- **Task to complete**
Below are some records; repeat them all exactly, minus the pictures.

═══ Records to use

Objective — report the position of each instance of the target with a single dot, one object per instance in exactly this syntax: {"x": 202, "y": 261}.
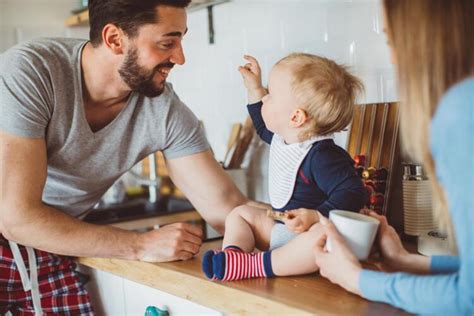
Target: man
{"x": 74, "y": 116}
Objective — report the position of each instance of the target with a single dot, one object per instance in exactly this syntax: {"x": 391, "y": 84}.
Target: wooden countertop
{"x": 302, "y": 295}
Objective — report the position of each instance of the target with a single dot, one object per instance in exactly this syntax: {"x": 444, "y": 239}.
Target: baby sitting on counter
{"x": 309, "y": 98}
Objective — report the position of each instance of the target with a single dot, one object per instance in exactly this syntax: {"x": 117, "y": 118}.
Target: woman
{"x": 433, "y": 46}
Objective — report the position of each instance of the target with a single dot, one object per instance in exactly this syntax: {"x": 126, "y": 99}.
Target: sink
{"x": 137, "y": 209}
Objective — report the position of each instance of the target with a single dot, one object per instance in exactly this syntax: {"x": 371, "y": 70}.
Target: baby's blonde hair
{"x": 325, "y": 90}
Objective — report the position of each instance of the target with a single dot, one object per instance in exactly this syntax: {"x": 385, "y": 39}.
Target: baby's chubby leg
{"x": 248, "y": 227}
{"x": 296, "y": 257}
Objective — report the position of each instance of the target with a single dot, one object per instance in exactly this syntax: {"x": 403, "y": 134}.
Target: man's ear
{"x": 298, "y": 117}
{"x": 113, "y": 38}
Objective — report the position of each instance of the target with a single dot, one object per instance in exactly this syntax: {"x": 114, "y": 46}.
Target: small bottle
{"x": 419, "y": 173}
{"x": 368, "y": 173}
{"x": 406, "y": 172}
{"x": 377, "y": 200}
{"x": 381, "y": 174}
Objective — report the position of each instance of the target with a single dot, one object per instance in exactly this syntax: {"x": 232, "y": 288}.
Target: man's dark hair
{"x": 129, "y": 15}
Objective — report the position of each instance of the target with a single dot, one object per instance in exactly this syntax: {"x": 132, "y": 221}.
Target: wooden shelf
{"x": 82, "y": 19}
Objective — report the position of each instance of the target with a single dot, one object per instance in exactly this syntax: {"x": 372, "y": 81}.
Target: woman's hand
{"x": 252, "y": 75}
{"x": 340, "y": 265}
{"x": 300, "y": 220}
{"x": 393, "y": 256}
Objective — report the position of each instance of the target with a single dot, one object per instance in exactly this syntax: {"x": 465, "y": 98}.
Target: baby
{"x": 309, "y": 98}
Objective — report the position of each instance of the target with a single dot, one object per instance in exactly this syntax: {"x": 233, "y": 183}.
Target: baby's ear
{"x": 298, "y": 117}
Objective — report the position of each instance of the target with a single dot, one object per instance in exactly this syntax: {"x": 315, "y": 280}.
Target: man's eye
{"x": 166, "y": 45}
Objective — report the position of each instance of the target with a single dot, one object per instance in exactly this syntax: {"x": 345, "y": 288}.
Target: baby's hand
{"x": 251, "y": 74}
{"x": 300, "y": 220}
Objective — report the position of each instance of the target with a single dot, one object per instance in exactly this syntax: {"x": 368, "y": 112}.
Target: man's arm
{"x": 207, "y": 186}
{"x": 25, "y": 219}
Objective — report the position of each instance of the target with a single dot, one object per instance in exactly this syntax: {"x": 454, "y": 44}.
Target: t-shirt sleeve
{"x": 25, "y": 95}
{"x": 337, "y": 178}
{"x": 184, "y": 133}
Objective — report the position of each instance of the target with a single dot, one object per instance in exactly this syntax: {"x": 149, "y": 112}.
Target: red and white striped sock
{"x": 235, "y": 265}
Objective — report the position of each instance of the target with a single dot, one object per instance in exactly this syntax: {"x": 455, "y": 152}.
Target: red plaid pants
{"x": 60, "y": 290}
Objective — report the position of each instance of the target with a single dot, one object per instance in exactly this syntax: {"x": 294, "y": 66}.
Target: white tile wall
{"x": 348, "y": 31}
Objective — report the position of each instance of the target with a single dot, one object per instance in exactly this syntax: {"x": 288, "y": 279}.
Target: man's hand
{"x": 300, "y": 220}
{"x": 340, "y": 265}
{"x": 252, "y": 75}
{"x": 173, "y": 242}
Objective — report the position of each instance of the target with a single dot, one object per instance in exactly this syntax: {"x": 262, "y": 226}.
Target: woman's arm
{"x": 452, "y": 293}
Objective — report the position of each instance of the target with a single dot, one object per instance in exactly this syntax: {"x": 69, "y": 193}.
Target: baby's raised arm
{"x": 252, "y": 75}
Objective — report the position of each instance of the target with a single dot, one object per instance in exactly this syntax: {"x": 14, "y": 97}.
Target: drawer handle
{"x": 155, "y": 311}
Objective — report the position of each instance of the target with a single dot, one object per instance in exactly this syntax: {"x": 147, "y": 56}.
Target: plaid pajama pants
{"x": 60, "y": 290}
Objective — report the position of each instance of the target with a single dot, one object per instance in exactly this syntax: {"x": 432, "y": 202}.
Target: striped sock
{"x": 207, "y": 267}
{"x": 235, "y": 265}
{"x": 233, "y": 248}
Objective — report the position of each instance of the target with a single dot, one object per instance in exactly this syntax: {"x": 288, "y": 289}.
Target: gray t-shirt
{"x": 41, "y": 97}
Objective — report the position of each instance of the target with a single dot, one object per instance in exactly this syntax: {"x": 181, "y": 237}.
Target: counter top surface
{"x": 309, "y": 294}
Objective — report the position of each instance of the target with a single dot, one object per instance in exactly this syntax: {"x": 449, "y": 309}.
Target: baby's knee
{"x": 238, "y": 212}
{"x": 316, "y": 227}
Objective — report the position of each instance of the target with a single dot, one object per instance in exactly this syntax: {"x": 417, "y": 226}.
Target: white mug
{"x": 358, "y": 230}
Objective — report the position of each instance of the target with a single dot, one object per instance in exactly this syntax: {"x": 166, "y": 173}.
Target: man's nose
{"x": 178, "y": 55}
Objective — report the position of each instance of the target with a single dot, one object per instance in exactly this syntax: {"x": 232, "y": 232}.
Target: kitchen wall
{"x": 348, "y": 31}
{"x": 21, "y": 20}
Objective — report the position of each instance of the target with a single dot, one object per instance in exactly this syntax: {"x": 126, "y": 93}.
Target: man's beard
{"x": 139, "y": 79}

══════

- **Written response**
Objective — report the position of each instance of the target with a single dot, one object per instance in exactly this syntax: {"x": 202, "y": 261}.
Target: man
{"x": 74, "y": 116}
Objective — report the position of each instance of the target with a single dot, one object per instance in exactly this syntax: {"x": 391, "y": 84}.
Target: wooden countertop
{"x": 302, "y": 295}
Objective — report the position of each instance of the target with a single dot, one object per instance in exactly this syntax: {"x": 444, "y": 239}.
Target: baby sitting on counter
{"x": 309, "y": 98}
Objective — report the position of each instance of the target with a single dot, one object per instance in exactly this syntax: {"x": 117, "y": 118}.
Target: woman
{"x": 433, "y": 46}
Objective — report the position of each instance of the target with a single dot, one object per instance in exactly this syntax: {"x": 126, "y": 99}.
Target: sink
{"x": 137, "y": 209}
Objective — report the position of each instance of the target with a single dot, one object per instance in exactly this syntax: {"x": 371, "y": 70}.
Target: baby's blonde hair
{"x": 325, "y": 90}
Objective — report the position of each instance of the target with a single dot, one object per instance in exactly this syntax: {"x": 385, "y": 39}.
Target: baby's chubby leg
{"x": 248, "y": 227}
{"x": 296, "y": 257}
Objective — report the position of each instance of the target with a single dot, one object per instance in exactly this syntax: {"x": 403, "y": 134}.
Target: man's ear
{"x": 298, "y": 117}
{"x": 113, "y": 38}
Objective — report the position of each instance of the target with a single dot, one object per instance in exactly this syntax: {"x": 114, "y": 46}.
Target: small bottle
{"x": 419, "y": 173}
{"x": 368, "y": 173}
{"x": 406, "y": 172}
{"x": 377, "y": 200}
{"x": 381, "y": 174}
Objective — report the position of each instance of the target with a single dot, one object per instance in exactly this syntax: {"x": 232, "y": 288}.
Target: man's dark hair
{"x": 129, "y": 15}
Objective — report the position of each instance of the target with a single dot, one object per instance in exactly this syntax: {"x": 132, "y": 221}.
Target: wooden shelf
{"x": 82, "y": 19}
Objective — report the position of each instance of the target with a single dot, one object per instance in exactly this syntax: {"x": 372, "y": 81}.
Target: woman's hand
{"x": 252, "y": 75}
{"x": 340, "y": 265}
{"x": 300, "y": 220}
{"x": 393, "y": 256}
Objective — report the position of each instance of the target with a single dot, one object per instance in exactly this syntax: {"x": 465, "y": 98}.
Target: baby
{"x": 309, "y": 98}
Objective — report the position of each instance of the target with a single dot, one object per instance in exactly this syntax: {"x": 233, "y": 183}.
Target: baby's ear
{"x": 298, "y": 117}
Objective — report the position of each instance of the target with a single dot, one object per instance in exactly this syntax: {"x": 315, "y": 280}.
Target: man's eye
{"x": 166, "y": 45}
Objective — report the position of each instance of the target with a single dot, one object per instance in exactly this syntax: {"x": 345, "y": 288}.
Target: baby's hand
{"x": 251, "y": 74}
{"x": 300, "y": 220}
Objective — report the position of each instance of the target with a single dot, one object per instance in exactly this syntax: {"x": 368, "y": 112}.
Target: man's arm
{"x": 207, "y": 186}
{"x": 25, "y": 219}
Objective — report the position of each instance of the target with a single dot, one object per instance in exactly this syntax: {"x": 454, "y": 44}.
Target: t-shirt sleeve
{"x": 25, "y": 95}
{"x": 337, "y": 178}
{"x": 184, "y": 133}
Objective — report the position of each instance of the target with a single dot, one object per instance in exactly this syntax: {"x": 149, "y": 112}.
Target: red and white striped sock
{"x": 235, "y": 265}
Objective — report the position of each instance of the target with a single dot, one object per instance in exactly this syntax: {"x": 455, "y": 152}.
Target: red plaid pants
{"x": 60, "y": 290}
Objective — report the position of each instance of the target with a single dot, one object per instance in exactly this syntax: {"x": 294, "y": 66}.
Target: white tile wall
{"x": 348, "y": 31}
Objective — report the position of each instance of the target with a single dot, one object per instance in exactly this syntax: {"x": 288, "y": 279}.
Target: man's hand
{"x": 300, "y": 220}
{"x": 340, "y": 265}
{"x": 252, "y": 75}
{"x": 173, "y": 242}
Objective — report the position of each instance of the target with a single dot, one object per instance in exactly this syntax: {"x": 262, "y": 226}.
Target: woman's arm
{"x": 452, "y": 293}
Objective — report the position of each instance of the target with a single dot, one object per instance in exactly this syntax: {"x": 69, "y": 193}.
Target: baby's raised arm
{"x": 252, "y": 75}
Objective — report the position of each instance of the target with a single dot, one object per instance in exactly this syntax: {"x": 14, "y": 97}.
Target: drawer handle
{"x": 155, "y": 311}
Objective — report the position of each instance of the target with a single dot, one object per instance in exactly this syntax: {"x": 147, "y": 56}.
Target: plaid pajama pants
{"x": 60, "y": 290}
Objective — report the position of each instance of the target with a single dot, one object per instance in exactly this syntax: {"x": 432, "y": 202}.
Target: striped sock
{"x": 207, "y": 267}
{"x": 235, "y": 265}
{"x": 233, "y": 248}
Objective — report the position of each instance of the target with a single dot, one object per instance in exactly this syntax: {"x": 288, "y": 289}.
Target: gray t-shirt
{"x": 41, "y": 97}
Objective — report the position of each instance of the target with a single dot, one object per instance in exactly this syntax: {"x": 181, "y": 237}.
Target: counter top surface
{"x": 309, "y": 294}
Objective — report the position of each instance of the target with a single dot, one object per instance in exactly this syntax: {"x": 449, "y": 309}.
Target: baby's knee
{"x": 238, "y": 212}
{"x": 316, "y": 227}
Objective — report the position of each instance of the target with a single dot, one object per instance in exactly this syntax: {"x": 417, "y": 226}.
Target: white mug
{"x": 358, "y": 230}
Objective — report the position of each instance of the target with a single dot, one object per instance in exactly this syntax: {"x": 166, "y": 173}.
Target: man's nose
{"x": 178, "y": 55}
Objective — report the position of each instance of the target with a single dot, one object per instance in exactly this syntax: {"x": 232, "y": 232}.
Target: kitchen wall
{"x": 348, "y": 31}
{"x": 21, "y": 20}
Objective — report the position of each instance of the target with a single dot, one object per instance in exactly this syntax: {"x": 126, "y": 93}.
Target: man's beard
{"x": 139, "y": 79}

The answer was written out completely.